## AUFGABE A
Gib den Absatz im Text, der mit „Der französische Energiekonzern“ beginnt, kürzer wieder und behalte dabei seine wichtigsten Fakten.
## AUFGABE B
Drucke aus dem Text alles von „Diese Regelung soll“ bis hinunter zu „beschlossen worden war.“ wortgetreu ab.

## VORLIEGENDER TEXT
Diese Regelung soll nun also auch die LNG-Lieferungen nach Europa betreffen. Noch im Frühjahr hatte die Kommission Pläne verworfen, LNG-Importe direkt zu sanktionieren, und beließ es stattdessen bei dem Verbot russischer Umschlaggeschäfte in europäischen Häfen, das im 14. Sanktionspaket beschlossen worden war.

Derzeit stammen noch rund 19 % des europäischen Gasbedarfs aus Russland – vor Kriegsbeginn waren es etwa 45 %. So wie bei Öl sind es vor allem Binnenländer wie die Slowakei, Ungarn und Bulgarien, die über die TurkStream Pipeline LNG aus Russland beziehen. Doch auch Spanien, Belgien, die Niederlande und Frankreich importieren aktuell noch russisches Gas.

Der französische Energiekonzern Total Energies wollte sich zu den aktuellen Beratungen nicht äußern. Konzernchef Patrick Pouyanné hatte vergangene Woche erklärt, russisches Gas werde noch bis Ende 2027 benötigt, erst danach könne Europa ohne Preisaufschläge vollständig auf alternative Quellen umstellen.

Marktlage
Zum Ende der Handelswoche bleiben die Ölfutures unter Druck und haben die Gewinne vom Wochenanfang inzwischen größtenteils wieder wett gemacht. Am Ölmarkt reagierte man damit auf neue Forderungen des US-Präsidenten nachniedrigeren Preisen, um Russland im Ukraine-Krieg wirtschaftlich unter Druck zusetzen – auch wenn erneute Angriffe auf die russische Energie-Infrastruktur weiterhin für erhöhte Unsicherheit sorgen.

Trump erklärte, der Krieg könne beendet werden, „wenn man den Ölpreis gedrückt“ bekomme. Damit unterstrich er die Strategie, die Finanzströme aus dem Rohstoffverkäufen zu drosseln, die Moskau zur Kriegsführung nutzt. Zudem wiederholte er seine Forderung in alle Richtungen, sofort alle Energieimporte aus Russland einzustellen.

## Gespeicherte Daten

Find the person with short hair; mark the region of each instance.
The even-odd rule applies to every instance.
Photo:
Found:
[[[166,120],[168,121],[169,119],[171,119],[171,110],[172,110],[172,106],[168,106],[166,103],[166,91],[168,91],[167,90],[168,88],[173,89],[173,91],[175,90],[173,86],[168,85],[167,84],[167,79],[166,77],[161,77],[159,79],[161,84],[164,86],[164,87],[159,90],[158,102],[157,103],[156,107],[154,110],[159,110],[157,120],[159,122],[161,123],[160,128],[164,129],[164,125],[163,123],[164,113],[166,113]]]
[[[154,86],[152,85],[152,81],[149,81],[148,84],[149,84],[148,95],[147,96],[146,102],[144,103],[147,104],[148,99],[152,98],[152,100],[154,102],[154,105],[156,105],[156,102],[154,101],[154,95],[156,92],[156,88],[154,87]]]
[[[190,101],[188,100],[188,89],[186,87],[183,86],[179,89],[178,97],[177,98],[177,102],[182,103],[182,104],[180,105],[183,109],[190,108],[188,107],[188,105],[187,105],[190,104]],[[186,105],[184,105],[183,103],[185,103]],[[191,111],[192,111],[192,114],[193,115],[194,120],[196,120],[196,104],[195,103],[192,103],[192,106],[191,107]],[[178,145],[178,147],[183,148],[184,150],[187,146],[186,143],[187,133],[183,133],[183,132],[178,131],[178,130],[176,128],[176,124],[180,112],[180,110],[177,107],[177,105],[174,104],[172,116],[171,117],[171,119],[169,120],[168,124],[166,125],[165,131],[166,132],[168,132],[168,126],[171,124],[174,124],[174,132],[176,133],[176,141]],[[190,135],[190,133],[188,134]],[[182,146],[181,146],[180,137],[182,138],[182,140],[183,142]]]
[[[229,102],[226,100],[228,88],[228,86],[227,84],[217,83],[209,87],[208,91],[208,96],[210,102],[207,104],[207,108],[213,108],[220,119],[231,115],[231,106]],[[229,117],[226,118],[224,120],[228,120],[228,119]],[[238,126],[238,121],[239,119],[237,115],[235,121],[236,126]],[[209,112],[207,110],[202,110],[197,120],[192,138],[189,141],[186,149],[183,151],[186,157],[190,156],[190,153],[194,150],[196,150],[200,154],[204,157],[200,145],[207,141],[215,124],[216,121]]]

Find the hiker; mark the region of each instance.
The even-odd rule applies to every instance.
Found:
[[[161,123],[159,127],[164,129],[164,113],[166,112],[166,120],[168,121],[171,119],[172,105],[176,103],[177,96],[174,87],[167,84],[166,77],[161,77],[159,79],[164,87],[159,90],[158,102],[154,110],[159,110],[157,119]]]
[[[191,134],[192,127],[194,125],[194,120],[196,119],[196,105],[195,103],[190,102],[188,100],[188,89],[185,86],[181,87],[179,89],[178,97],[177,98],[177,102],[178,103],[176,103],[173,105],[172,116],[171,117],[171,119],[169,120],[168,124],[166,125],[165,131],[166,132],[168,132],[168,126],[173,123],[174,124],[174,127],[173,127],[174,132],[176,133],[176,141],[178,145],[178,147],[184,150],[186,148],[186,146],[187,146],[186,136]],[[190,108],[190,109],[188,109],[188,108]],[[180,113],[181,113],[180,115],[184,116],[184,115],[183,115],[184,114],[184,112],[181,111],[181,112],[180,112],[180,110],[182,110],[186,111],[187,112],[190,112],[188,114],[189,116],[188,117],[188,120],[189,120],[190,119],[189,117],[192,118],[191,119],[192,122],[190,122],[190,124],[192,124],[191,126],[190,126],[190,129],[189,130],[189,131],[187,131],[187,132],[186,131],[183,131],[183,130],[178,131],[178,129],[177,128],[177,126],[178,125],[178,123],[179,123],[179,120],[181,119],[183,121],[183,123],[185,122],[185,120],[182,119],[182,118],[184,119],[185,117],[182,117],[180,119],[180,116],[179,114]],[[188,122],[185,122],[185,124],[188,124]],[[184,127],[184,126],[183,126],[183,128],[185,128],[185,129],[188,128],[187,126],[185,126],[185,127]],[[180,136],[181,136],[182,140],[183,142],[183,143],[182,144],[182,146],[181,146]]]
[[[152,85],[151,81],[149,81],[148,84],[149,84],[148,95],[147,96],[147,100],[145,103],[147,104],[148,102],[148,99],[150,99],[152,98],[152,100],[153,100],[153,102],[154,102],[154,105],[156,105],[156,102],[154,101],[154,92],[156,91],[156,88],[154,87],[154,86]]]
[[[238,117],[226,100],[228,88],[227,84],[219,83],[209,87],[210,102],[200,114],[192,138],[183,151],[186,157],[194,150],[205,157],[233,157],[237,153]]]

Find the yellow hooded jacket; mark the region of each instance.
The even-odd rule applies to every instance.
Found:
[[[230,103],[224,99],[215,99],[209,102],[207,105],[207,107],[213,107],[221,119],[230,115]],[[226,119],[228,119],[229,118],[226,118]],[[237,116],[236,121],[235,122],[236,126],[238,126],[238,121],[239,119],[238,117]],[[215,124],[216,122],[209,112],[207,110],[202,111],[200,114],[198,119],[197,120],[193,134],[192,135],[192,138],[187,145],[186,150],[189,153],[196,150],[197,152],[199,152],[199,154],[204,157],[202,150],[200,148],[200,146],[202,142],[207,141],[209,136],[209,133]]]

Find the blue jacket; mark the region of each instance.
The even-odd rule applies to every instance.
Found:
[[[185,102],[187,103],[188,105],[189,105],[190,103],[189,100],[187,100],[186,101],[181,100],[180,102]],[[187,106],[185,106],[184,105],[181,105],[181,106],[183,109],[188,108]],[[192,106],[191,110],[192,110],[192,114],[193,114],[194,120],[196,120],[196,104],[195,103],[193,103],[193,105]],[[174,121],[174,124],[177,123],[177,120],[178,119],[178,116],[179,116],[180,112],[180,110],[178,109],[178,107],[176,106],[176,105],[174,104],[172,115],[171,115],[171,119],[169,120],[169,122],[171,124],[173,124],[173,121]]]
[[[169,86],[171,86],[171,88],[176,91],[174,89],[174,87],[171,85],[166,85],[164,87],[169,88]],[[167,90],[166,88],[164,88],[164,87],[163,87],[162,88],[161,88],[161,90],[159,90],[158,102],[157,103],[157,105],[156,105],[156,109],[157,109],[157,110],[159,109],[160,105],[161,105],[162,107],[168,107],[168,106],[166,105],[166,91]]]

## ANTWORT A
Total Energies äußerte sich nicht zu den aktuellen Beratungen. Konzernchef Patrick Pouyanné sagte vergangene Woche, Europa brauche russisches Gas noch bis Ende 2027. Erst danach könne es ohne Preisaufschläge ganz auf andere Quellen umsteigen.

## ANTWORT B
Diese Regelung soll nun also auch die LNG-Lieferungen nach Europa betreffen. Noch im Frühjahr hatte die Kommission Pläne verworfen, LNG-Importe direkt zu sanktionieren, und beließ es stattdessen bei dem Verbot russischer Umschlaggeschäfte in europäischen Häfen, das im 14. Sanktionspaket beschlossen worden war.